- What this task involves
Give every line below again, exactly.

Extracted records
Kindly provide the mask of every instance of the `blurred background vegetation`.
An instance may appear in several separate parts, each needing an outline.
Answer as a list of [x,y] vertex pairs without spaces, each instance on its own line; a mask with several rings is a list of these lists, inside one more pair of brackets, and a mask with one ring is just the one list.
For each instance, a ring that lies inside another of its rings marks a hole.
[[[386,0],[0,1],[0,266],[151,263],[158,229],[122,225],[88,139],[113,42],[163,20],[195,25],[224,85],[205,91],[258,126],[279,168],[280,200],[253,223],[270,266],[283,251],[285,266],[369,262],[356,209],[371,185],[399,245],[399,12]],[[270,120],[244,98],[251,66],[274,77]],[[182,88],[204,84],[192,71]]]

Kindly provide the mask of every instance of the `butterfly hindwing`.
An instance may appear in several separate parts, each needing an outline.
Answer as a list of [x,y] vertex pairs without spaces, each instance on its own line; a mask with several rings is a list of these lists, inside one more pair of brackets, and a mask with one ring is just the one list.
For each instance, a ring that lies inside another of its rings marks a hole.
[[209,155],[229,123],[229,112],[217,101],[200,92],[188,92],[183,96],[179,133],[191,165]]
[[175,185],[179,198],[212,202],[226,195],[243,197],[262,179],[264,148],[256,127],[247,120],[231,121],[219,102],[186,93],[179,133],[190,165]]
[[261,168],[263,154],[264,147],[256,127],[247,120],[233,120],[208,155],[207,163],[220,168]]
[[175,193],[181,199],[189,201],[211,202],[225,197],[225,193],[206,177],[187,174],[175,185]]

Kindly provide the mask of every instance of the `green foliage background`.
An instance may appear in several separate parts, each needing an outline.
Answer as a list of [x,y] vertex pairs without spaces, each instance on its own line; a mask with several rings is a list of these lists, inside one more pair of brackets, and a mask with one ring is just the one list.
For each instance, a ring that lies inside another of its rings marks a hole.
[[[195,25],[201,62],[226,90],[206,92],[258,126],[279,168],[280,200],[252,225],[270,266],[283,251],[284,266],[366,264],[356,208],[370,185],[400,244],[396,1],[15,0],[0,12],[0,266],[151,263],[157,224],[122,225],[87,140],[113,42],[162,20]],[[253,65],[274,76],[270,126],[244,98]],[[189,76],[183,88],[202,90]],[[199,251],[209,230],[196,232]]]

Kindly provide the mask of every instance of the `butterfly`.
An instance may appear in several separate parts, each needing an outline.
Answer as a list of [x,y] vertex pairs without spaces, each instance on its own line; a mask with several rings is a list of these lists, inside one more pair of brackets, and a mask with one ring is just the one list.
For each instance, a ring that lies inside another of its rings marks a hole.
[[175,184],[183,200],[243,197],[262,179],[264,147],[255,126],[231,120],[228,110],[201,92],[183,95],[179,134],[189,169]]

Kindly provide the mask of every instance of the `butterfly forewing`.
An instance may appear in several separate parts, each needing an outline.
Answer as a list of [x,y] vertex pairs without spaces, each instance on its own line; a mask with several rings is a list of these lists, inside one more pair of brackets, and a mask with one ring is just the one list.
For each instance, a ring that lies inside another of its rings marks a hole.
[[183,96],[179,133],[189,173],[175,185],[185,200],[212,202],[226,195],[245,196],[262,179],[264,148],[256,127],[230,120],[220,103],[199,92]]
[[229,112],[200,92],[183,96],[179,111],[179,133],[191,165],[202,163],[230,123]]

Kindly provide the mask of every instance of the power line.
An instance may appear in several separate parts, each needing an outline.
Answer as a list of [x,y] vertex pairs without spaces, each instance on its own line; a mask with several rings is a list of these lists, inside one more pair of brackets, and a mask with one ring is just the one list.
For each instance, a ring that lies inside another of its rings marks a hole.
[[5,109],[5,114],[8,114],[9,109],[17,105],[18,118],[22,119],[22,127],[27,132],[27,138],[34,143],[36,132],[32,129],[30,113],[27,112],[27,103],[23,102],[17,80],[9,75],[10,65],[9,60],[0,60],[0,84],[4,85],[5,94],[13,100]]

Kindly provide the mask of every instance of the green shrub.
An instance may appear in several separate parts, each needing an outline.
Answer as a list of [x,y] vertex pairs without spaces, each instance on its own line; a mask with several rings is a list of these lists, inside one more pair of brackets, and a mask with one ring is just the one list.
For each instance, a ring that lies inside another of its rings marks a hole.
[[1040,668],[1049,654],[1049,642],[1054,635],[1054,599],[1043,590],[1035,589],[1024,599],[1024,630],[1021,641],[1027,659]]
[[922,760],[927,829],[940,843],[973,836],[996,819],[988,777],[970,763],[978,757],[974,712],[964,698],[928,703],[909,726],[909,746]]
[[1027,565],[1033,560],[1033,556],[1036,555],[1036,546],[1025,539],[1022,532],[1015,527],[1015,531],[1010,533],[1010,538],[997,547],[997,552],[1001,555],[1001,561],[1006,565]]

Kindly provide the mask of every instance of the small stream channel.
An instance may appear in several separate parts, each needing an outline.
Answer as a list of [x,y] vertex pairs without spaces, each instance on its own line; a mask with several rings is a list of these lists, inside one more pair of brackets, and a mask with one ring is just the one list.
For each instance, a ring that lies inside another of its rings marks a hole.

- Response
Kindly provide the mask of every instance of the `blurred background vegetation`.
An instance may appear in several separate parts, each needing an outline.
Answer as a list of [x,y] vertex pairs without spaces, each instance on its own line; a mask with several rings is a list of these lists, inside one more pair of brackets, and a mask with one ring is just the one list.
For each instance, a ring that lies inside another of its rings marks a hole.
[[[386,0],[0,1],[0,266],[151,263],[158,229],[122,225],[88,139],[113,42],[163,20],[195,25],[224,85],[205,91],[258,126],[279,168],[280,200],[253,223],[270,266],[283,251],[285,266],[369,262],[356,209],[371,185],[399,245],[399,12]],[[270,120],[244,98],[251,66],[274,77]],[[182,88],[204,84],[192,71]]]

Kindly provide the mask of every instance of the `butterfly hindwing`.
An instance may appear in several separate parts, each needing an outline.
Answer as a list of [x,y] vertex pairs without spaces, each instance on its own line; a mask with several rings is a list of these lists, inside one more pair of brackets, and a mask with one ring is just the one list.
For each instance, a ring that lies inside another of its rings marks a hole.
[[209,155],[229,123],[229,112],[217,101],[200,92],[188,92],[183,96],[179,133],[191,165]]
[[175,185],[179,198],[212,202],[226,195],[243,197],[262,179],[264,148],[256,127],[247,120],[231,121],[219,102],[186,93],[179,133],[190,165]]
[[261,168],[263,154],[264,147],[256,127],[247,120],[233,120],[208,155],[207,163],[220,168]]
[[175,193],[181,199],[189,201],[211,202],[225,197],[225,193],[206,177],[187,174],[175,185]]

Kindly provide the mask of every instance of the `green foliage background`.
An instance may appear in several separate parts, each needing an outline.
Answer as a list of [x,y] vertex pairs without spaces, each instance on its own line; a mask with several rings is a list of these lists, inside one more pair of brackets, and a mask with one ring is just the one list.
For each instance, a ring that lies inside another of its rings marks a hole.
[[[195,25],[201,62],[226,90],[206,92],[258,126],[279,168],[280,200],[252,225],[270,266],[283,251],[284,266],[366,264],[356,208],[370,185],[400,244],[396,1],[15,0],[0,12],[0,266],[151,263],[157,224],[122,225],[87,140],[113,42],[162,20]],[[253,65],[274,76],[270,126],[244,98]],[[189,76],[183,88],[202,90]],[[199,251],[209,230],[196,232]]]

Kindly provide the mask of every instance of the `butterfly`.
An instance may appear in several separate parts, each needing an outline.
Answer as a list of [x,y] vertex pairs without spaces, each instance on its own line; a mask with several rings is a list of these lists, inside one more pair of brackets, and a mask with one ring is just the one list.
For each instance, a ring that lies inside another of its rings marks a hole.
[[175,184],[183,200],[243,197],[262,179],[264,147],[255,126],[231,120],[228,110],[201,92],[183,95],[179,134],[189,169]]

Kindly provide the mask of every instance of the `butterfly forewing`.
An instance may appear in several separate parts, each needing an outline.
Answer as a list of [x,y] vertex pairs without spaces, each instance on its own line; a mask with several rings is a list of these lists, inside one more pair of brackets, and a mask with one ring is just the one list.
For each instance, a ring that lies inside another of its rings marks a hole.
[[183,96],[179,133],[189,173],[175,185],[185,200],[212,202],[226,195],[245,196],[262,179],[264,148],[256,127],[230,120],[220,103],[199,92]]
[[229,112],[200,92],[183,96],[179,111],[179,133],[191,165],[202,163],[230,123]]

Kindly provide the mask of every instance of the power line.
An instance may appear in several separate parts, each needing an outline.
Answer as a list of [x,y] vertex pairs without spaces, each instance on its own line; a mask with several rings is a list of these lists, inside one more pair of brackets, and a mask with one ring is just the one list.
For each instance, a ring that lies inside another of its rings marks a hole.
[[5,109],[5,114],[8,114],[9,109],[17,105],[18,118],[22,119],[22,127],[27,132],[27,138],[34,143],[36,132],[32,129],[30,113],[27,112],[27,103],[23,102],[17,80],[9,75],[10,65],[9,60],[0,60],[0,84],[4,85],[5,94],[13,100]]

Kindly provide the mask of every instance of the green shrub.
An instance may appear in several separate parts, each needing an outline.
Answer as a list of [x,y] vertex pairs without spaces, each instance on its own line; a mask with several rings is a list of these lists, inside one more pair of brackets, and a mask with one ring is just the one list.
For each instance, a ring that lies inside another of its rings marks a hole.
[[1040,668],[1049,654],[1049,642],[1054,635],[1054,599],[1043,590],[1035,589],[1024,599],[1024,630],[1021,641],[1027,659]]
[[922,760],[927,829],[940,843],[973,836],[996,819],[988,777],[970,763],[978,757],[974,712],[964,698],[928,703],[909,726],[909,746]]
[[1027,565],[1033,560],[1033,556],[1036,555],[1036,546],[1025,539],[1022,532],[1015,527],[1015,531],[1010,533],[1010,538],[997,547],[997,552],[1001,555],[1001,561],[1006,565]]

Kindly provide the mask of every instance of the small stream channel.
An instance may appear in several separate parts, each needing an outline.
Answer as a list of [x,y] vertex pairs without spaces, each instance on its own line; a mask with several rings is a list of these lists, inside one more pair of brackets, and a mask with one ring is just the one list.
For each instance, a ring that lies inside another of its rings marks a hole.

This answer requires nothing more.